Which lines in the records contain the string "orange"? Copy out each one.

╭──

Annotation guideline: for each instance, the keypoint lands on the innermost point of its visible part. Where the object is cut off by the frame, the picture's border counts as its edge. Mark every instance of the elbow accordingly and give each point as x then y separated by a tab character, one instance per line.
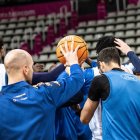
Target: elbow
84	120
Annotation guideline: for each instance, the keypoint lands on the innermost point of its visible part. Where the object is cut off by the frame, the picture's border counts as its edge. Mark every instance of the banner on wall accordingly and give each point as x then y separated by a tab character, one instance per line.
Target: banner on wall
33	9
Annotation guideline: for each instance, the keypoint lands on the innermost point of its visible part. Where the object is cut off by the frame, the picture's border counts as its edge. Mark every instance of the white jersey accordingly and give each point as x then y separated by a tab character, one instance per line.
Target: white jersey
2	76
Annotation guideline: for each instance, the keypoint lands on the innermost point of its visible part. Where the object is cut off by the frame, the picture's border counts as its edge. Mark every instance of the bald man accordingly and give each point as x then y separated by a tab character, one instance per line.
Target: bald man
28	113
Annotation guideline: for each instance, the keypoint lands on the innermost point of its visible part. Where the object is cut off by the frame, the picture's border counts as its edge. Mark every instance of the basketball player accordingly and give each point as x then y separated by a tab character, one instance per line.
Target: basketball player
28	112
68	124
120	100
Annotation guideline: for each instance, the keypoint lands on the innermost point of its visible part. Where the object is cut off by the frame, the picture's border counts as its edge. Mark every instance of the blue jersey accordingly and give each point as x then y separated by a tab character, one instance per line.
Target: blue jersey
28	113
68	124
121	110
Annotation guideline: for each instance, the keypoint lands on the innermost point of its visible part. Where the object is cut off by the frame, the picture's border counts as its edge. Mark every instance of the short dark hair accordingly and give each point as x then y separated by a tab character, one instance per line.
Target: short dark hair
108	55
105	42
1	43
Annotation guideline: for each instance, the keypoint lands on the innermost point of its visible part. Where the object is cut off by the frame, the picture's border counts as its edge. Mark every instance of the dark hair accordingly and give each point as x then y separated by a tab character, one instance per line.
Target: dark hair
105	42
108	55
1	43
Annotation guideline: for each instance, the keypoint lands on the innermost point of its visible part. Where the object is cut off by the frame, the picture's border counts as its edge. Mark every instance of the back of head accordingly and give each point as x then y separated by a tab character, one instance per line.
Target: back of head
18	64
108	55
105	42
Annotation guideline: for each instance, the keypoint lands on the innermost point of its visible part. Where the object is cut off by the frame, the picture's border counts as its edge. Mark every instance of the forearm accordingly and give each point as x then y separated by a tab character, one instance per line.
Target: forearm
47	76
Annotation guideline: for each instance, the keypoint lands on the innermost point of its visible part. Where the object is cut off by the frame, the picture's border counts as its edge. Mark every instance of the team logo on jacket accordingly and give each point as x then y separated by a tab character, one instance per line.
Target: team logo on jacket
129	77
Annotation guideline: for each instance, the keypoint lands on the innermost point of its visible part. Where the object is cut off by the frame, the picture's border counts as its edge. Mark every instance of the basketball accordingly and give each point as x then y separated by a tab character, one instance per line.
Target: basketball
82	52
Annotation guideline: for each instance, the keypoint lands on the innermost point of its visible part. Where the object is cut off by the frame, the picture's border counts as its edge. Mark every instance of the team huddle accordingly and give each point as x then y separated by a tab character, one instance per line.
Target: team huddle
70	102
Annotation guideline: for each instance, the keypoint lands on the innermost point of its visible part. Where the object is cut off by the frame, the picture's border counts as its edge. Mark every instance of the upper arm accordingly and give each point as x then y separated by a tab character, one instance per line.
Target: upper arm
88	110
47	76
64	89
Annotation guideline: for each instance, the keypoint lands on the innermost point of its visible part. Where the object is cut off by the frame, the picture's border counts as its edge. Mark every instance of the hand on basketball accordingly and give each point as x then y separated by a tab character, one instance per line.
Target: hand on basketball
122	46
70	54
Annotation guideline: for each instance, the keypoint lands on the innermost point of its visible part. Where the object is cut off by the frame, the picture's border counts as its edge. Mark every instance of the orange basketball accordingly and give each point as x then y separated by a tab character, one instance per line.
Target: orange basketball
82	52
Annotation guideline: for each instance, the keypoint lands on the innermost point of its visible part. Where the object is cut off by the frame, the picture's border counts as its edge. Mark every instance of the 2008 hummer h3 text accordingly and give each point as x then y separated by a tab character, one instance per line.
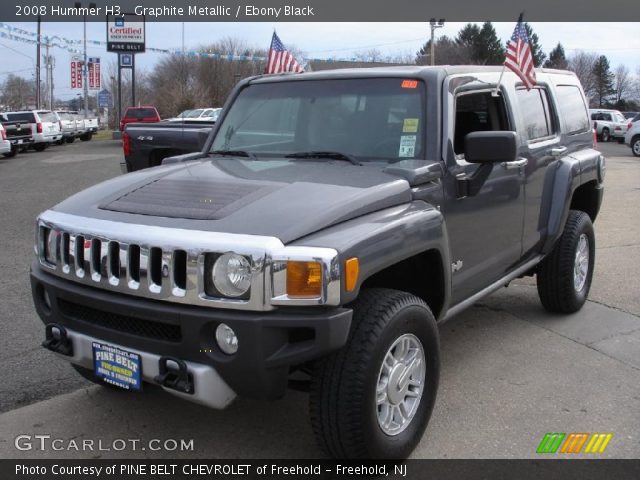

╰──

*ANSWER TO THE EXERCISE*:
Annotation guideline: for each instance, the keypoint lands on the innermost point of its visible part. Where the object is cut off by the frame, the picture's border counts as its edge. Mark every instance of the orange basketball accordingly and give each point as x then y separated by a tab character, one instance per line.
Target: orange basketball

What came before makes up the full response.